---- Extrait de page
Agriculteurs en colère : Paris menacée de blocage

Par latribune.fr  |   |  1546  mots
La chef du gouvernement a réuni ce jeudi les ministres de l'Agriculture, de la Transition écologique et de l'Economie. (Crédits : Reuters)
Les sections d'Ile-de-France des syndicats agricoles majoritaires FNSEA et Jeunes agriculteurs ont appelé ce jeudi au « lancement d'un blocus de Paris » vendredi. Ce même jour où Gabriel Attal doit faire des annonces pour tenter d'apaiser la colère de la profession.

[Article publié jeudi 25 janvier 2024 à 7h23 et mis à jour à 16h24]C'est désormais la capitale qui est visée. Deux syndicats agricoles d'Ile-de-France, la FDSEA et les Jeunes Agriculteurs d'IDF ont, en effet, appelé au « blocus de Paris », vendredi, sans attendre les annonces du gouvernement. Dans un communiqué, ils demandent ainsi à leurs adhérents de se rassembler « sur les grands axes autour de la capitale ».
--------
---- Données recueillies
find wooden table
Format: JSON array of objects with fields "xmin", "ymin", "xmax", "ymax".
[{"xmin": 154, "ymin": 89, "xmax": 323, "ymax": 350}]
--------
Consignes de travail:
(1) Dans l'article sur la colère des agriculteurs, où les deux syndicats franciliens demandent-ils à leurs adhérents de se rassembler ?
(2) D'après l'article sur la colère des agriculteurs, pourquoi Gabriel Attal doit-il faire des annonces vendredi ?
(3) Dans l'article sur la colère des agriculteurs, remplace « Gabriel Attal » par « le Premier ministre », puis redonne la partie qui s'ouvre sur les mots contenant « Les sections d'Ile-de-France » et se termine par « de la profession. ».
Cette liste provient d'une autre source que l'article.

Réponses dans l'ordre:
(1) Sur les grands axes autour de la capitale.

(2) Gabriel Attal doit faire ces annonces pour tenter d'apaiser la colère de la profession agricole.

(3)
Les sections d'Ile-de-France des syndicats agricoles majoritaires FNSEA et Jeunes agriculteurs ont appelé ce jeudi au « lancement d'un blocus de Paris » vendredi. Ce même jour où le Premier ministre doit faire des annonces pour tenter d'apaiser la colère de la profession.